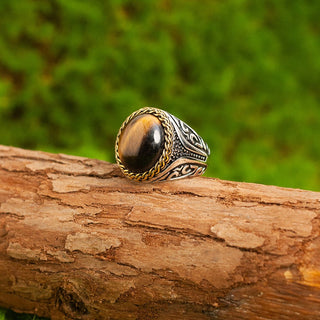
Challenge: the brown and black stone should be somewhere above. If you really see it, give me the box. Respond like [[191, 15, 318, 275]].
[[118, 114, 164, 173]]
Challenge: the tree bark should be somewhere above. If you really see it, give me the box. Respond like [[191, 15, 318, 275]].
[[0, 146, 320, 320]]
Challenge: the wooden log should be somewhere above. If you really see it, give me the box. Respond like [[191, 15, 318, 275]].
[[0, 146, 320, 320]]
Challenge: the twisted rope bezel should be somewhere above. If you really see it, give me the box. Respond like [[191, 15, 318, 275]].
[[115, 107, 173, 181]]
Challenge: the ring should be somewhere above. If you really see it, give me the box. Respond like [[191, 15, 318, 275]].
[[115, 107, 210, 181]]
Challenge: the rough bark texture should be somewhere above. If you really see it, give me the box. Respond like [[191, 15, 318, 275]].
[[0, 147, 320, 320]]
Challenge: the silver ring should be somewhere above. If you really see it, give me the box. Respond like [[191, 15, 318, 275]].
[[115, 107, 210, 181]]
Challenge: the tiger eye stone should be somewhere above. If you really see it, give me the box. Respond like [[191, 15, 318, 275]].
[[118, 114, 164, 173]]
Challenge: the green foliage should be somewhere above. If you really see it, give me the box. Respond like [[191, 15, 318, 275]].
[[0, 308, 47, 320], [0, 0, 320, 190]]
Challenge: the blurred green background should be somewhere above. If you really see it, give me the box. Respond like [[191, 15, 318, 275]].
[[0, 0, 320, 190], [0, 0, 320, 319]]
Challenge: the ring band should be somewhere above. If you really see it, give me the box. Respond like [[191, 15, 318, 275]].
[[115, 107, 210, 181]]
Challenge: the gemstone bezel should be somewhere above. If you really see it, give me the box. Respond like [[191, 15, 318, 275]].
[[115, 107, 173, 181]]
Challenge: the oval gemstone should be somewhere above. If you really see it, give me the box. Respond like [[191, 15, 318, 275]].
[[118, 114, 164, 173]]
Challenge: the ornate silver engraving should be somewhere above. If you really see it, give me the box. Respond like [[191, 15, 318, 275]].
[[156, 158, 207, 181], [168, 113, 210, 161]]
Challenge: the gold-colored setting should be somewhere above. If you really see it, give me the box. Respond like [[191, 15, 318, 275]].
[[115, 107, 173, 181]]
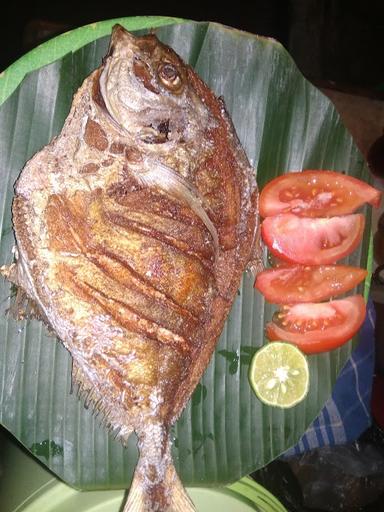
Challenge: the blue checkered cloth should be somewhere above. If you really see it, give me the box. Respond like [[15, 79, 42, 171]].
[[283, 300, 375, 457]]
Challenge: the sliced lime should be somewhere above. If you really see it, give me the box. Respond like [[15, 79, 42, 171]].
[[248, 341, 309, 408]]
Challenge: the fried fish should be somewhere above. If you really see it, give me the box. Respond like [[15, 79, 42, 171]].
[[3, 25, 260, 512]]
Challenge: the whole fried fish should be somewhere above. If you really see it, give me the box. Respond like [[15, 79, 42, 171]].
[[3, 25, 258, 512]]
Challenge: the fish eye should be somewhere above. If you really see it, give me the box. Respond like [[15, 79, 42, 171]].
[[157, 62, 182, 92]]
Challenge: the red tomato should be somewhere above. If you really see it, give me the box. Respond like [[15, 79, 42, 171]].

* Objective
Locate and copy out each line of the records that contains the word "bezel", treating uppercase and lowercase as different.

* Expected answer
Challenge: the twisted rope bezel should be somewhere above. If you really see it, give me the box. Respond like [[191, 15, 318, 275]].
Challenge: the gemstone bezel should be somewhere above. If you really see it, give me the box. Respond like [[191, 15, 318, 275]].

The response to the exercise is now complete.